⟨

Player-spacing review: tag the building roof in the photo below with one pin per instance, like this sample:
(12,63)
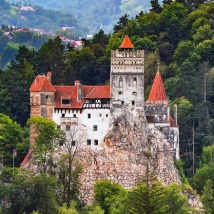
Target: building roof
(88,92)
(157,92)
(127,44)
(41,83)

⟩

Repeat the material above word for word, please, apart from its images.

- _Written solution_:
Player-spacing review: tag the building roof in the photo below with one pin per instance, like this sample:
(12,63)
Target: building roof
(88,92)
(157,92)
(127,44)
(41,83)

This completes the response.